Er zit veel meer achter. In het voorbereidingsproces op weg naar deze ernstige periode in het Joodse jaar, waarop de mens rekening en verantwoording moet afleggen voor de levenswandel van de afgelopen twaalf maanden, kom je tegen dat het leven eindig is.

Zolang we nog op deze aarde zijn, kunnen we nog het een en ander bereiken in de dienst voor de Eeuwige.  Wanneer het einde gekomen is, is het daar te laat voor.

Na de voltooiing van ons bestaan het moeten we ons overgeven aan Zijn oordeel. Zelf hebben we niets meer in te brengen. Tijdens zo een gebedsmoment is die vraag, wie door mag gaan of voor wie het einde gekomen, best een angstaanjagend idee. Is het ons gegeven om ook het komende jaar helemaal te doorleven, zodat we genoeg tijd hebben om die volmaaktheid te bereiken die de Eeuwige van ons verwacht met die aardse taken die hij ons heeft opgelegd? Of is het voorbij?

De scheiding tussen leven en dood is, in ieder geval in het Jodendom definitief. Daar is geen ontkomen aan. De grenzen van waar het leven begint voor dat kleine baby’tje en waar het eindigt het voor de grijsaard worden door onze Chachamim, onze Schriftgeleerden, helder aangegeven. Het Jodendom kent hier geen onduidelijkheid over.

De confrontatie

De kluiten aarde maken een dof geluid op de kist, wanneer deze in het graf worden gegooid om daarmee de overledene te bedekken die zojuist de laatste rustplaats heeft gekregen. Voor de directbetrokkenen klinkt dat geluid van die aarde heel onaangenaam. Bijna luguber. Overmand van verdriet, hebben deze zojuist afscheid moeten nemen van een dierbare. En nu, zo gauw daarna, wordt het lichaam van die dierbaren voor altijd aan het oog onttrokken door de aardlaag die erop wordt gestort.

Rabbijn Maurice Lamm, de auteur van zijn handzame boek The Jewish Way in Death and Mourning 1], geeft op een bijzondere manier de waarde weer van het handmatig bedekken van de overledene door de aarde.

Het geluid van die vallende kluiten is confronterend. Maar wij als gewone mensen die zoveel moeite hebben met het aardse afscheid van een dierbare hebben dit soort confrontaties nodig om doordrongen te raken van het definitieve van de dood. De scheiding tussen leven en dood is absoluut. Rabbijn Lamm geeft aan hoe belangrijk deze momenten van pijnlijke confrontatie zijn voor de verwerking van het verdriet. Zonder een definitieve scheiding tussen leven en dood valt het moeilijk om gebalanceerd verder te leven.

### GEGEVEN OPDRACHT 1:
Noem alle zinnen uit de tekst waarin het woord "definitief" of "definitieve" voorkomt. Neem ze letterlijk over.

### TE GEBRUIKEN GEGEVENS:
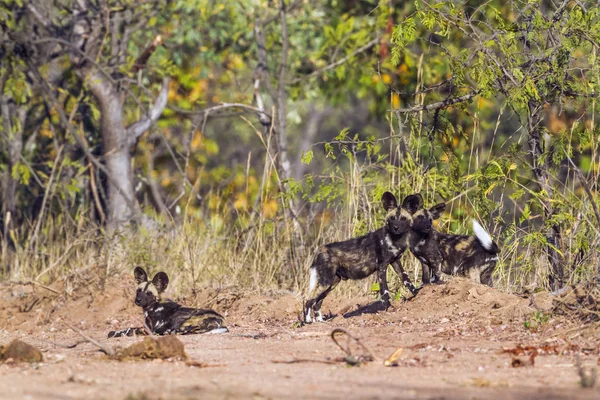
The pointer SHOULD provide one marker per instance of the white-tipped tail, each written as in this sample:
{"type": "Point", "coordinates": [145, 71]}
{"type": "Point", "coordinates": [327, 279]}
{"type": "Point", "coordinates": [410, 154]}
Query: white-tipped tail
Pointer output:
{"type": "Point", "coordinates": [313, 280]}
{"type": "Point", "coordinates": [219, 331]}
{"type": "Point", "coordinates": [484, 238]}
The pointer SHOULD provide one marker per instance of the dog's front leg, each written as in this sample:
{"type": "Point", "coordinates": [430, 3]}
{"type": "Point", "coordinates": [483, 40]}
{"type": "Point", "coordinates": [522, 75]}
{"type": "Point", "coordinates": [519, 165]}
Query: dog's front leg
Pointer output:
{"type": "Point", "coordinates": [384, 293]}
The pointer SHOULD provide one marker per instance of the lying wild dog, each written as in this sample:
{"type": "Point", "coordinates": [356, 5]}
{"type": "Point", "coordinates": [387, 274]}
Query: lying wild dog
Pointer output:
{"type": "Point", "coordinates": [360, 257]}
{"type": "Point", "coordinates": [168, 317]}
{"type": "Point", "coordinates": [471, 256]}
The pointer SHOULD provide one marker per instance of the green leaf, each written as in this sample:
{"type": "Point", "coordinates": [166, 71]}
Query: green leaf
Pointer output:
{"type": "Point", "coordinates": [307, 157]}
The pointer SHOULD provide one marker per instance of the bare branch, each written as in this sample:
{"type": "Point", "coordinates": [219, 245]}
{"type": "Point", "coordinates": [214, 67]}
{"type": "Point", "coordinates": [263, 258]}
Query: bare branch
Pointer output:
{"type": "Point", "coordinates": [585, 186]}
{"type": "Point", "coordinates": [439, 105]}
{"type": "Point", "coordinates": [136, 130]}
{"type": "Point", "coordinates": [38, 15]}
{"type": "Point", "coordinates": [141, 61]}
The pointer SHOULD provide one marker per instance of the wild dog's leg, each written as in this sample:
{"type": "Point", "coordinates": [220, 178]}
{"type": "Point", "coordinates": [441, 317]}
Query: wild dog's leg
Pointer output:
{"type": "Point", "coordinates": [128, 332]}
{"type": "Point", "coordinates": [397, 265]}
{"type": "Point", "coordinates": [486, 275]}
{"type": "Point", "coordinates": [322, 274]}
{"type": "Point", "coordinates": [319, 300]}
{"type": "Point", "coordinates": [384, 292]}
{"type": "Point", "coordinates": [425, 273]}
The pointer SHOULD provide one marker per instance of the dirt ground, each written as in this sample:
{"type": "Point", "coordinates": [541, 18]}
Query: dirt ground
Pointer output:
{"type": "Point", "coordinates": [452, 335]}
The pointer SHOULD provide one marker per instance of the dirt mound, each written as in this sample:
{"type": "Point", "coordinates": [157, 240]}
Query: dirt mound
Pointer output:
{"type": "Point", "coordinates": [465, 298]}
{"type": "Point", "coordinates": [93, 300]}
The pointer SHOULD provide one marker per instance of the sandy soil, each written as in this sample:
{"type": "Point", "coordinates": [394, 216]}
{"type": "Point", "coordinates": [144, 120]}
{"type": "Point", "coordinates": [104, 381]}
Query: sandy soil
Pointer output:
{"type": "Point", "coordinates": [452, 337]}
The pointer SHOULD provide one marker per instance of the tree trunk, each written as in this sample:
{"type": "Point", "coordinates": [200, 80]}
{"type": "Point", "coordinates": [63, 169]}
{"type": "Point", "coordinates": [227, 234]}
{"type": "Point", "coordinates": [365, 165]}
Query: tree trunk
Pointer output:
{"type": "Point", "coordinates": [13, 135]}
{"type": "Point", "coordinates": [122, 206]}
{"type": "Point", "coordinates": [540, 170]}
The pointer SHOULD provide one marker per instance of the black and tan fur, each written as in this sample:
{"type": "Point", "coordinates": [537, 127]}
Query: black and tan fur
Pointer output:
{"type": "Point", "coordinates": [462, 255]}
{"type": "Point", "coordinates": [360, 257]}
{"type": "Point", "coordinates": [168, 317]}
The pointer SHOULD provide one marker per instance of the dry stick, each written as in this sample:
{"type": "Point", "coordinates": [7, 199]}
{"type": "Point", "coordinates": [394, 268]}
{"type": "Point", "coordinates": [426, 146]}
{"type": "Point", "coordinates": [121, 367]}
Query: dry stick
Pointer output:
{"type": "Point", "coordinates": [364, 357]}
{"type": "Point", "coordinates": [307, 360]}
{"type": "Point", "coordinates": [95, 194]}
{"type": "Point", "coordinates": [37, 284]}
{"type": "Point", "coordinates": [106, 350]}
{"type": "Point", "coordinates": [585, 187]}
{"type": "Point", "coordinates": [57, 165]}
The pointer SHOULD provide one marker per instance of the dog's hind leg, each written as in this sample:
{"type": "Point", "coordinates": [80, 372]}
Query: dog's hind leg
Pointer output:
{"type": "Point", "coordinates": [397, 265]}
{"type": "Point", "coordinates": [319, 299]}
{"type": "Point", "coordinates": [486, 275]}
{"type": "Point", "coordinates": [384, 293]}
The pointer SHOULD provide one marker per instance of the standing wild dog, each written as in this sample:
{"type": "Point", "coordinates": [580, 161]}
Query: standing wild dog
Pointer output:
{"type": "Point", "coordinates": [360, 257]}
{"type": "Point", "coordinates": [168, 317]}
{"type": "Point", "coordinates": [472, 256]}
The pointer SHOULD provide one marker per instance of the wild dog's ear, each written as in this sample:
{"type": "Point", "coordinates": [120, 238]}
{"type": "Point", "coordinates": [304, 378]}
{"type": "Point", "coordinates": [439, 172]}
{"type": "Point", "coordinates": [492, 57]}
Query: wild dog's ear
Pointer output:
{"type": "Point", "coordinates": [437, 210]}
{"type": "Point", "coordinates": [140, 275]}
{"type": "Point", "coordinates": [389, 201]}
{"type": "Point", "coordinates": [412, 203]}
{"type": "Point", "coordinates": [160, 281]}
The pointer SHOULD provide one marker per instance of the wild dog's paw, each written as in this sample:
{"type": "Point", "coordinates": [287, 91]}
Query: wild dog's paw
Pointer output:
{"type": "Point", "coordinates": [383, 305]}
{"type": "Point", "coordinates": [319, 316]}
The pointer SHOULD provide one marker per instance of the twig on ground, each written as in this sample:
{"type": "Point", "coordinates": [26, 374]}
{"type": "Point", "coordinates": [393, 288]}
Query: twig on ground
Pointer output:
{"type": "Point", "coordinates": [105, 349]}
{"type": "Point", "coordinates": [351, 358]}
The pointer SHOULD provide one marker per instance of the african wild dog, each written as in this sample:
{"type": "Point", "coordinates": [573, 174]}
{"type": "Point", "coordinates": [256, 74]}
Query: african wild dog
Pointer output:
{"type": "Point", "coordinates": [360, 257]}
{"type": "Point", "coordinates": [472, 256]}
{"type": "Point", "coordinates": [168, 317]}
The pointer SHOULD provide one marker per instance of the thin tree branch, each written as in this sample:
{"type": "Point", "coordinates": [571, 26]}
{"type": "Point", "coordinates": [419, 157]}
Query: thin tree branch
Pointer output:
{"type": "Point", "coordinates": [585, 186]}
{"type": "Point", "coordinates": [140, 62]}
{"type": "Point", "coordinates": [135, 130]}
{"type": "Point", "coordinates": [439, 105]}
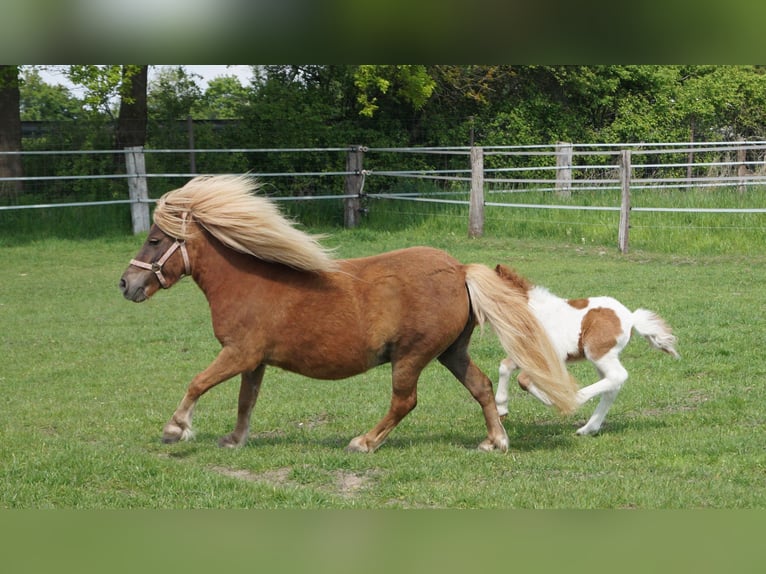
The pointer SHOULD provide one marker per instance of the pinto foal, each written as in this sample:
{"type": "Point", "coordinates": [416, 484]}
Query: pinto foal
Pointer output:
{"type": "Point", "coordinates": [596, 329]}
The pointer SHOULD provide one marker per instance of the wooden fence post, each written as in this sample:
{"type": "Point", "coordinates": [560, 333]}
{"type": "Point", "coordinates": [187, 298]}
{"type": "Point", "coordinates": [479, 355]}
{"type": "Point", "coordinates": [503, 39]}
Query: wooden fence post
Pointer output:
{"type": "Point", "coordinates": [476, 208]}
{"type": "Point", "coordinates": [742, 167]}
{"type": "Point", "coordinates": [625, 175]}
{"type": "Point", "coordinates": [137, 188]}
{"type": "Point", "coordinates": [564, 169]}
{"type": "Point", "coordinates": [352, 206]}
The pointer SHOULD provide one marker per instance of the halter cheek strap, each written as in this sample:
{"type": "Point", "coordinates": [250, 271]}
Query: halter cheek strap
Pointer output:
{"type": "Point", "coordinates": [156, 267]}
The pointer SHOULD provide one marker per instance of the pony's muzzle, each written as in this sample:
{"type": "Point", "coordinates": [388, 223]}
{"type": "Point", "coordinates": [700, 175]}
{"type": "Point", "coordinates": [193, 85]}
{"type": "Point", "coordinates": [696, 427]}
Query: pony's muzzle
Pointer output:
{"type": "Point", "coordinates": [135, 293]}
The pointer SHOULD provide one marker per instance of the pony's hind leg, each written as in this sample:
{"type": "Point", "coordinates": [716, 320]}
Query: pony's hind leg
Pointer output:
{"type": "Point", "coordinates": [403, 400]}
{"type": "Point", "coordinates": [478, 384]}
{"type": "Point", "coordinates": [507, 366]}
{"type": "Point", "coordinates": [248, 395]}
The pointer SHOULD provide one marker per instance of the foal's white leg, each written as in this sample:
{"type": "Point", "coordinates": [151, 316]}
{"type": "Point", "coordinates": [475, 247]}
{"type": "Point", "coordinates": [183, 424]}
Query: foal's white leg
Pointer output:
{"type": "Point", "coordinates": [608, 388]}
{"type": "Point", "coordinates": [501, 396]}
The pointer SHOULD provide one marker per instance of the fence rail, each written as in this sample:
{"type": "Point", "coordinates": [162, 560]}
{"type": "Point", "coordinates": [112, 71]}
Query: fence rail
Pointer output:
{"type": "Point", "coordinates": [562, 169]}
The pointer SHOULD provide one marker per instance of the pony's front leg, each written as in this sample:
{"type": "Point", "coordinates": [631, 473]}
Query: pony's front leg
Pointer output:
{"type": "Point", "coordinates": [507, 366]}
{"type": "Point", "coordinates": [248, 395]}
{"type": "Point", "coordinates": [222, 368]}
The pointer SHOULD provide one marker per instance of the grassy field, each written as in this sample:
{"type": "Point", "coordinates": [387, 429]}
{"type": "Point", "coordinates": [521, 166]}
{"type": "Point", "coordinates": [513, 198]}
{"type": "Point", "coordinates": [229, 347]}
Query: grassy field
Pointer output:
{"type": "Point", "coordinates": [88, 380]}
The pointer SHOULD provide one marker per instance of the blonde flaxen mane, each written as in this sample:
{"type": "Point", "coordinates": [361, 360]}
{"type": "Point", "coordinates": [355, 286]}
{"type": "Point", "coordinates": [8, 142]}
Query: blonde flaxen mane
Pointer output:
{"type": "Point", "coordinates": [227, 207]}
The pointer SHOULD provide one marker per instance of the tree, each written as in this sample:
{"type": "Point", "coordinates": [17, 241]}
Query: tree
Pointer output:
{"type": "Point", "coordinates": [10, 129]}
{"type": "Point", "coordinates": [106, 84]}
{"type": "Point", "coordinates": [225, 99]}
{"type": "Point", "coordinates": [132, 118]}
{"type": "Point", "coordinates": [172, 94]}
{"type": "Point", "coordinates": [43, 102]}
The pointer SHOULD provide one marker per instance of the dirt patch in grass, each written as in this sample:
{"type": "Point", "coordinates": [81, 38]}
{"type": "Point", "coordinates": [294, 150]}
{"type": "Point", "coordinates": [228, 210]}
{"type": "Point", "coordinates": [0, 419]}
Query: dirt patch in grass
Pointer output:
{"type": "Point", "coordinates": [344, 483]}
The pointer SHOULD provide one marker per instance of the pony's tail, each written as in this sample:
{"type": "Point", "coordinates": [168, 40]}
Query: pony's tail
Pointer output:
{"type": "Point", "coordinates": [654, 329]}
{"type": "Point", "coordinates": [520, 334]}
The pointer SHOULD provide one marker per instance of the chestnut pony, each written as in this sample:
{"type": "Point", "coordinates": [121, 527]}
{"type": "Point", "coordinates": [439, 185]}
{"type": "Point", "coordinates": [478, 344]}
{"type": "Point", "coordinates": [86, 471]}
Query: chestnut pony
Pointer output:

### GEGEVEN OPDRACHT 2:
Meld elke regel van de records waarin de string "grassy" voorkomt. Let daarbij op hoofdletters en kleine letters.

### JUISTE UITVOER 1:
De scheiding tussen leven en dood is, in ieder geval in het Jodendom definitief.
Maar wij als gewone mensen die zoveel moeite hebben met het aardse afscheid van een dierbare hebben dit soort confrontaties nodig om doordrongen te raken van het definitieve van de dood.
Zonder een definitieve scheiding tussen leven en dood valt het moeilijk om gebalanceerd verder te leven.

### JUISTE UITVOER 2:
The pointer SHOULD provide one marker per instance of the grassy field, each written as in this sample:
Query: grassy field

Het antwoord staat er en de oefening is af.